Source data:
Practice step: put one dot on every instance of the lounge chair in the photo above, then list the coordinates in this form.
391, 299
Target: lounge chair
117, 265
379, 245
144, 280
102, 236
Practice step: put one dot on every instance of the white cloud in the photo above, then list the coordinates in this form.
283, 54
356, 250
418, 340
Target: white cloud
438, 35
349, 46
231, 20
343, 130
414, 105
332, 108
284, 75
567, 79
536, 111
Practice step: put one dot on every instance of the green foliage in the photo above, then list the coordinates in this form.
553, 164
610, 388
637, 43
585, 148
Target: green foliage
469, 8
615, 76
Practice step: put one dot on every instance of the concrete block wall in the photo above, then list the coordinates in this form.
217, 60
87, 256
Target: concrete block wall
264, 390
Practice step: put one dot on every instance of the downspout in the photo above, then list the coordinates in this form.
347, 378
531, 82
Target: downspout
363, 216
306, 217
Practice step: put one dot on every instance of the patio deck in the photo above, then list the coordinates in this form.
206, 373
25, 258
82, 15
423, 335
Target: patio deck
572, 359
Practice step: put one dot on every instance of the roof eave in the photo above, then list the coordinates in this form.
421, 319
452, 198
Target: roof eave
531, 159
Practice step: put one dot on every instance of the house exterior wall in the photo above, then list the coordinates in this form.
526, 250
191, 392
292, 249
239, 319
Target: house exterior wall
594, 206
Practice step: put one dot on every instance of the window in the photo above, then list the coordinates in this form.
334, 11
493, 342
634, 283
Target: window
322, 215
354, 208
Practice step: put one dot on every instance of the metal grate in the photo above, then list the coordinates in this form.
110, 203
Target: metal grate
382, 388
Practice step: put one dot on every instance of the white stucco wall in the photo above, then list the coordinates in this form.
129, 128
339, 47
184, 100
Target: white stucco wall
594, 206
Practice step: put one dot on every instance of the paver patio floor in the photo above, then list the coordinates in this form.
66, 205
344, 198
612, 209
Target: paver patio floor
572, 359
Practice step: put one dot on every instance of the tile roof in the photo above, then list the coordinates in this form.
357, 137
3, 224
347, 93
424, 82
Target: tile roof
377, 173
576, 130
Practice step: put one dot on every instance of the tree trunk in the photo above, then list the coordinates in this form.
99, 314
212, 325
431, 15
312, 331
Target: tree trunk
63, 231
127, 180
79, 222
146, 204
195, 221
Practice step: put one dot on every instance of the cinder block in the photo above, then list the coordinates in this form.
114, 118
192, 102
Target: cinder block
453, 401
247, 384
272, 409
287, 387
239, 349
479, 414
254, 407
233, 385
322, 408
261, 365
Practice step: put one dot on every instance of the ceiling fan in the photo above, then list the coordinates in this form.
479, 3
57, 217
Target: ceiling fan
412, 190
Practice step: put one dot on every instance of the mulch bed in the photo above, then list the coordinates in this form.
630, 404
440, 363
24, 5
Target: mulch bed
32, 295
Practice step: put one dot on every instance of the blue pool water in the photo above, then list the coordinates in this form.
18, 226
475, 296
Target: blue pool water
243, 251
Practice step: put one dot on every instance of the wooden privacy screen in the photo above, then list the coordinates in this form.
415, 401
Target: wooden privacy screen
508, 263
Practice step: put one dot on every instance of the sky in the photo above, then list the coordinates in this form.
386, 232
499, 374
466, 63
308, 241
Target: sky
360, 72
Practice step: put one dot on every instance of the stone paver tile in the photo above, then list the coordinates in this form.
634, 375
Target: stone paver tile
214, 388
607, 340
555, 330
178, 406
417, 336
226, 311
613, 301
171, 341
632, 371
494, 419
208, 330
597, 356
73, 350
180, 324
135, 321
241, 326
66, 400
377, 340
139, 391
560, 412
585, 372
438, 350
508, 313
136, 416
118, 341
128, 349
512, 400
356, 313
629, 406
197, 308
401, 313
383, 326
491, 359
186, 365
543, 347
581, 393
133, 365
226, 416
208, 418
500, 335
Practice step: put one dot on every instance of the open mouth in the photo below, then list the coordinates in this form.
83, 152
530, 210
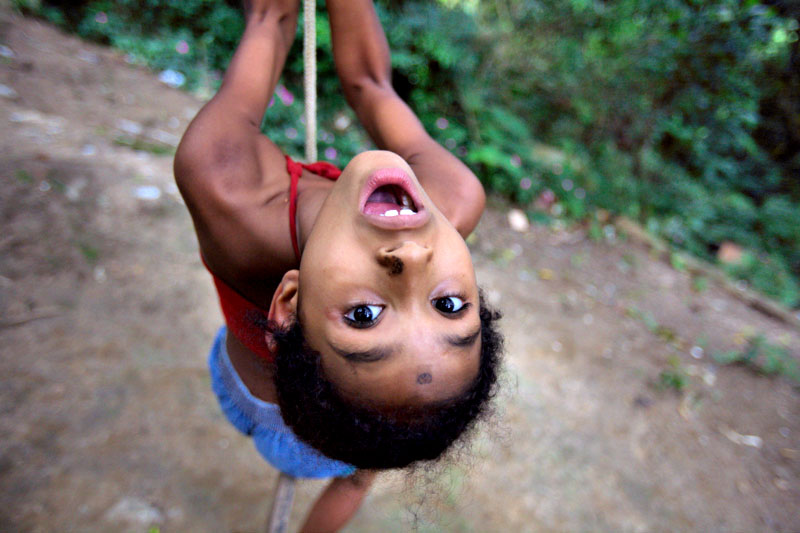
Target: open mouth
392, 200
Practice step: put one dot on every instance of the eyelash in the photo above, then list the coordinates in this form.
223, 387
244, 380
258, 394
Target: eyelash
455, 314
359, 325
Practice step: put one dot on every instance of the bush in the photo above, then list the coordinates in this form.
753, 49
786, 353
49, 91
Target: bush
678, 113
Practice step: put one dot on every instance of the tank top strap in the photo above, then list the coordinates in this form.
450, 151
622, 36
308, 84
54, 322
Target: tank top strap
295, 169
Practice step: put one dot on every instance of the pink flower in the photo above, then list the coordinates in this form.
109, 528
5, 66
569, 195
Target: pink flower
286, 97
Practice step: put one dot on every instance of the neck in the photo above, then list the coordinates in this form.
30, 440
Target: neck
312, 191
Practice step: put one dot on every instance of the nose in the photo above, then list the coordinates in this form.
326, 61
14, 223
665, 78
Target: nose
405, 257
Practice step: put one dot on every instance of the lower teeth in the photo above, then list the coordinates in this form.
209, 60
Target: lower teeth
394, 213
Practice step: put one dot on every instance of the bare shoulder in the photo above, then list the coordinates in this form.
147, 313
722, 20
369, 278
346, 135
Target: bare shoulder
233, 178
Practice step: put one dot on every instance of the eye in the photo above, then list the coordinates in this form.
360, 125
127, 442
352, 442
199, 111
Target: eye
449, 304
363, 316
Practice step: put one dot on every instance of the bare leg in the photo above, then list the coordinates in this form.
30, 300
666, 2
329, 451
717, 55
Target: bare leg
338, 503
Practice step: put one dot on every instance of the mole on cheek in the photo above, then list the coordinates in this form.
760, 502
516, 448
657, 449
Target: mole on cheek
424, 378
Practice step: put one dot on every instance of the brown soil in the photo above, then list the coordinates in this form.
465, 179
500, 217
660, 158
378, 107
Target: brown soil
106, 315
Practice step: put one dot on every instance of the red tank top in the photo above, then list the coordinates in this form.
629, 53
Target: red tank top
247, 321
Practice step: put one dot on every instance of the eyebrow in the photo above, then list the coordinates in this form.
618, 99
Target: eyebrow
383, 352
367, 356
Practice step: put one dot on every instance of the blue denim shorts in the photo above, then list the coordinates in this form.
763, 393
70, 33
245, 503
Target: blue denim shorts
262, 421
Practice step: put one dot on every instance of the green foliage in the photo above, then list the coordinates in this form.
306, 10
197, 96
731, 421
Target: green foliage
678, 113
762, 357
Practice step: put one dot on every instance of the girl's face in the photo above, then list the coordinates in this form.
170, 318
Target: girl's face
388, 295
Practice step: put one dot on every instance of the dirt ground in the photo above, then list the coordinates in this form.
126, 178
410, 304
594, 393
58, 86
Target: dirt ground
107, 421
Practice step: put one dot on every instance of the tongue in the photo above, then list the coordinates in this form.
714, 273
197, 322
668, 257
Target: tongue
381, 201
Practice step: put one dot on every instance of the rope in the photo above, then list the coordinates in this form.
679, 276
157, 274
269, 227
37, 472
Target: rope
310, 76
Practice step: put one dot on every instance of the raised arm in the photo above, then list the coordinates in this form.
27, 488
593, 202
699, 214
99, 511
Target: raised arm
225, 168
363, 63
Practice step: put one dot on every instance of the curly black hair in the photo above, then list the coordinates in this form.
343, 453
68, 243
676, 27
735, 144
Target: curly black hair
363, 435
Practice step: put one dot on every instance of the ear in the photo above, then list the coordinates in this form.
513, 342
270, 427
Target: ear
284, 302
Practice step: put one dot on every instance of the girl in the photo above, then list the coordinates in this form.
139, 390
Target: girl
356, 336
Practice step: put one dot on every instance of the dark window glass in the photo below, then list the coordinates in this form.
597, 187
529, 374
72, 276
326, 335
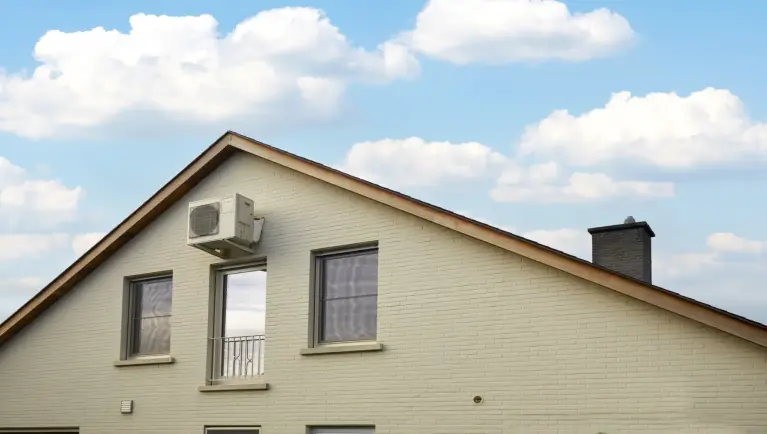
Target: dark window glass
348, 297
152, 301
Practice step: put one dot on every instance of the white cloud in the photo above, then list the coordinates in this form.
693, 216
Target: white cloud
416, 162
83, 242
15, 292
707, 127
281, 62
728, 242
545, 183
501, 31
18, 246
42, 202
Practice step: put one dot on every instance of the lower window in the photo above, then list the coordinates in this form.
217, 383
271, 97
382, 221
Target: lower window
232, 430
328, 430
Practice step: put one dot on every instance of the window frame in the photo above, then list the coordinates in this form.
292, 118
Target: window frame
316, 312
343, 429
217, 317
228, 428
130, 299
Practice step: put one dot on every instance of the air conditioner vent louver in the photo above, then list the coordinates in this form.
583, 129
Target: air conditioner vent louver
204, 220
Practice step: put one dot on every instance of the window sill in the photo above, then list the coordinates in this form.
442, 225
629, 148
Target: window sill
142, 361
356, 347
233, 387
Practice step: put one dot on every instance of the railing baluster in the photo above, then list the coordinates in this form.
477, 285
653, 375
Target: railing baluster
237, 356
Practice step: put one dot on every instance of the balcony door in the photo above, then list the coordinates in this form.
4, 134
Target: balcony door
239, 340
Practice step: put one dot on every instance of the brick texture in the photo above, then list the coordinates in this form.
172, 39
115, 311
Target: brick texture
549, 353
627, 251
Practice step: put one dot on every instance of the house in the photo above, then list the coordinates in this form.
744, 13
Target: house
361, 310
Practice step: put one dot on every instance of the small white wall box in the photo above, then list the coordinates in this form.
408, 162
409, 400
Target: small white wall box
225, 226
126, 406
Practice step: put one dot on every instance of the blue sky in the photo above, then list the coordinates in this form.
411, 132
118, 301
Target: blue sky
459, 109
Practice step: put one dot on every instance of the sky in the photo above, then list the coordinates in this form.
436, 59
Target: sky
541, 117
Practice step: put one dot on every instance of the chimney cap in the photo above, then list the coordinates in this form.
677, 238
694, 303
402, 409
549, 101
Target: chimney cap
629, 223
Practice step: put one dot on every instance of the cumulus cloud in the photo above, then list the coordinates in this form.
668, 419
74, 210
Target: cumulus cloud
83, 242
42, 202
546, 182
281, 62
18, 246
502, 31
707, 127
729, 242
15, 292
416, 162
709, 276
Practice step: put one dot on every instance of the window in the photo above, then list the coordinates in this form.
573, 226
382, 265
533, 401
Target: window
232, 430
239, 332
342, 430
150, 302
346, 295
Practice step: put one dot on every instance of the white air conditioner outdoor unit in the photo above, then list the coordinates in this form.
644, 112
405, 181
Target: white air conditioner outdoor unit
225, 227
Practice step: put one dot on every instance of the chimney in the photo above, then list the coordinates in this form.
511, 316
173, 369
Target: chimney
625, 248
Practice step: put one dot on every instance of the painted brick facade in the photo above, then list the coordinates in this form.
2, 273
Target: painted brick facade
548, 352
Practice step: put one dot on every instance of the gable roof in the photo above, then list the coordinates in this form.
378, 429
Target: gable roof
232, 142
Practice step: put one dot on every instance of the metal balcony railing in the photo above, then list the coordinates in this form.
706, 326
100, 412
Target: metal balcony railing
238, 357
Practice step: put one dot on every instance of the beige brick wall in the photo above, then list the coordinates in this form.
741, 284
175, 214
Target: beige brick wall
548, 352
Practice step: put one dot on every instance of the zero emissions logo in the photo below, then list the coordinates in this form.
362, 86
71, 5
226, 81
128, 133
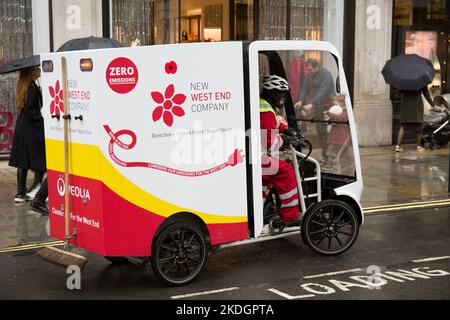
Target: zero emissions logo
122, 75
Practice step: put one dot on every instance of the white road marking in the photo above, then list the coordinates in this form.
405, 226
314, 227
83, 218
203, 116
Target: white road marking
289, 297
203, 293
332, 273
431, 259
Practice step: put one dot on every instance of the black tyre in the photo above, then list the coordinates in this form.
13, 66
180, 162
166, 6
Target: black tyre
117, 260
179, 253
433, 144
330, 227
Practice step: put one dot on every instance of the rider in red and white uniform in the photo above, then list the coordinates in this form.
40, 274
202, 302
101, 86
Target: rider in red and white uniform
277, 173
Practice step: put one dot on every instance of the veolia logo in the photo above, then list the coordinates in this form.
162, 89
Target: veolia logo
74, 191
61, 186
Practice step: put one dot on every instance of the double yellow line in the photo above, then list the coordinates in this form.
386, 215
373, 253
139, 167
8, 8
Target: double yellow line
406, 206
368, 210
32, 246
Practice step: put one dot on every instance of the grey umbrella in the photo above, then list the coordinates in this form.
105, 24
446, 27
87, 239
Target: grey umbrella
408, 72
19, 64
89, 43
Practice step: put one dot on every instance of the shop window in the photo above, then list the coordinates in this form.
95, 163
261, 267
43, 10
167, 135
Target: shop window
167, 21
272, 19
307, 19
205, 20
132, 22
16, 41
243, 26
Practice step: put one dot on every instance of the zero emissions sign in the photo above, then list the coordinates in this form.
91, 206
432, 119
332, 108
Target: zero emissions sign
122, 75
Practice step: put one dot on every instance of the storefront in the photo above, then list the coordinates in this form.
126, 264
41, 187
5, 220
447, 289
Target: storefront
16, 41
146, 22
422, 27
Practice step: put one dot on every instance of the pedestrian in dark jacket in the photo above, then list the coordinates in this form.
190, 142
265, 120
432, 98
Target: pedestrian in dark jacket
315, 97
28, 147
411, 115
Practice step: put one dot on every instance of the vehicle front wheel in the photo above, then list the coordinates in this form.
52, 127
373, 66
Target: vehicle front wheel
179, 253
330, 227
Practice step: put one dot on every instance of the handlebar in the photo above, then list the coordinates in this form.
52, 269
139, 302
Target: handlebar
303, 142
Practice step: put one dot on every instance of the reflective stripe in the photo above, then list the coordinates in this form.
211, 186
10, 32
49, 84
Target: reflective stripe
264, 106
290, 204
288, 195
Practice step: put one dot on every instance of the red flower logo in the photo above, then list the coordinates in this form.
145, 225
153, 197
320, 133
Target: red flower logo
57, 104
171, 67
169, 105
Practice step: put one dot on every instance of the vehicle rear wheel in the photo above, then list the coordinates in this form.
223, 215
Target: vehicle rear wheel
179, 253
116, 260
433, 144
330, 227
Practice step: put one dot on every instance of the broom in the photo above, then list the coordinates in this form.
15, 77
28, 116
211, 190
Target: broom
53, 255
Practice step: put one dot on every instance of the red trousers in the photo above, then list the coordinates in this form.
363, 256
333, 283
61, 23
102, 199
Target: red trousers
283, 180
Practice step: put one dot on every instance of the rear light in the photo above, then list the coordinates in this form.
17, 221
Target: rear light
47, 66
86, 65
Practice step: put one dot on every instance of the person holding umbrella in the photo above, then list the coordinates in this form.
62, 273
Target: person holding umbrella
411, 115
28, 147
410, 74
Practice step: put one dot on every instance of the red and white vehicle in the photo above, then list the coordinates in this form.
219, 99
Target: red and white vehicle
164, 149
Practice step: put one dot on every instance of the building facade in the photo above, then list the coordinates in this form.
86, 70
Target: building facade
367, 33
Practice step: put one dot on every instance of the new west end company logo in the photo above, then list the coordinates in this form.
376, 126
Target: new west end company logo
57, 96
74, 191
168, 104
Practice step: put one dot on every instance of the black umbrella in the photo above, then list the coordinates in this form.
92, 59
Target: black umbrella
90, 43
19, 64
408, 72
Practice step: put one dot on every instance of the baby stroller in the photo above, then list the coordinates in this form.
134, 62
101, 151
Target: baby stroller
436, 131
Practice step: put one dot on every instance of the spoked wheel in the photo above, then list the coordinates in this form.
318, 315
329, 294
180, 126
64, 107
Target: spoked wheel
330, 227
272, 214
179, 253
433, 144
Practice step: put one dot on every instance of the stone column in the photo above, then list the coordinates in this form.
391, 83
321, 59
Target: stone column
372, 106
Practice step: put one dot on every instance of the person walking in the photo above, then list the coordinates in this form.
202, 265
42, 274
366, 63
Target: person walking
38, 203
28, 146
315, 97
411, 115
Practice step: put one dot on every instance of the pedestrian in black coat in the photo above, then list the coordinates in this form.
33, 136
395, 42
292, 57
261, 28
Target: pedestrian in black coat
411, 115
28, 147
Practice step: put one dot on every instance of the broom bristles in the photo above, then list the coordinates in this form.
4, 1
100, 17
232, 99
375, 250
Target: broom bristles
62, 258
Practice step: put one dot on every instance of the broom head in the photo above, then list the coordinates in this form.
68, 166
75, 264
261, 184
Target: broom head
61, 257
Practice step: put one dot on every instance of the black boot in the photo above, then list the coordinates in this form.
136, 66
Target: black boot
38, 176
21, 195
38, 204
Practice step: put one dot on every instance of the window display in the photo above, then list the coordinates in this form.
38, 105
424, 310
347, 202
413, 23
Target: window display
16, 41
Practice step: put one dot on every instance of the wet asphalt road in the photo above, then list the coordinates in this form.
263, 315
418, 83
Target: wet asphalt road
279, 269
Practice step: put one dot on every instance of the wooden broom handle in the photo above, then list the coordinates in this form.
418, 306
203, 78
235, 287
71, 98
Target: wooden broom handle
66, 147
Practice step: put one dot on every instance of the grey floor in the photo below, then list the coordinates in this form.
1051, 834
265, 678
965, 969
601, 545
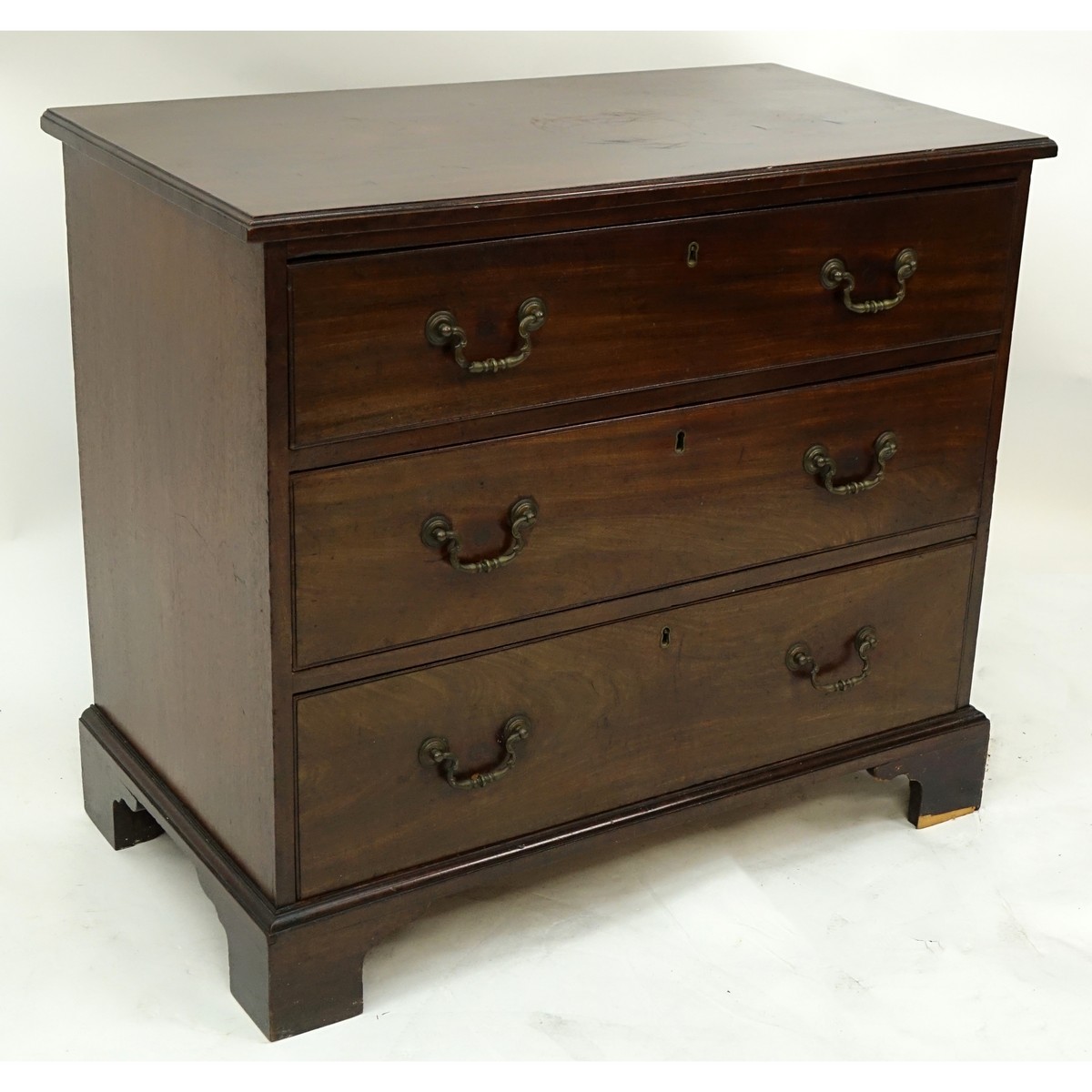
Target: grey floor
827, 928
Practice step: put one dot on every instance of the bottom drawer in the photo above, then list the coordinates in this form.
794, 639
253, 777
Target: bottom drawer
620, 713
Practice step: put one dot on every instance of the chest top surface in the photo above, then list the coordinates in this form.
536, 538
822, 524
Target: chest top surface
267, 167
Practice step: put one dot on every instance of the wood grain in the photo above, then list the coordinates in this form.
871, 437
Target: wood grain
478, 150
626, 312
618, 715
169, 347
622, 511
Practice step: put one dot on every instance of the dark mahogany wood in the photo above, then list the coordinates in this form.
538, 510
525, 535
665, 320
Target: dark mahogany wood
945, 774
627, 506
299, 967
478, 151
263, 430
168, 334
109, 803
625, 310
620, 713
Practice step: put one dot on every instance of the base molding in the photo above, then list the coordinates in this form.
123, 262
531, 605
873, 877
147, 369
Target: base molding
298, 966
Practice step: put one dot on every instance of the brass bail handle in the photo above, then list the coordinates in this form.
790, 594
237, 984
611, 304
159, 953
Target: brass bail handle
834, 274
818, 461
800, 661
437, 751
441, 329
438, 531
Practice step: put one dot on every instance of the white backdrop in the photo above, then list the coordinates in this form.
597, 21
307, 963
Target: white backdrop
827, 929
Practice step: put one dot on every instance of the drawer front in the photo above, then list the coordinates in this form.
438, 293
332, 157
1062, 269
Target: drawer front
626, 310
626, 506
620, 713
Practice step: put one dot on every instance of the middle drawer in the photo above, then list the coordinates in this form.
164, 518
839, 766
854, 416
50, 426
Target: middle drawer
627, 506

(ACTIVITY): Look through the entries above; copy each line where the string "below" appears.

(REPLY):
Practice step: put one dot on every instance of the open mouth in the photo below, then list the coordinates in this form.
Practice step: put one dot on every instance of the dark window glass in the photo below, then list the coordinates in this form.
Practice step: put one dot on every instance of the zero emissions logo in the photo below, then list the coordinates in this form.
Practice step: put one dot on every instance of the grey floor in the photo below, then list the coordinates in this form.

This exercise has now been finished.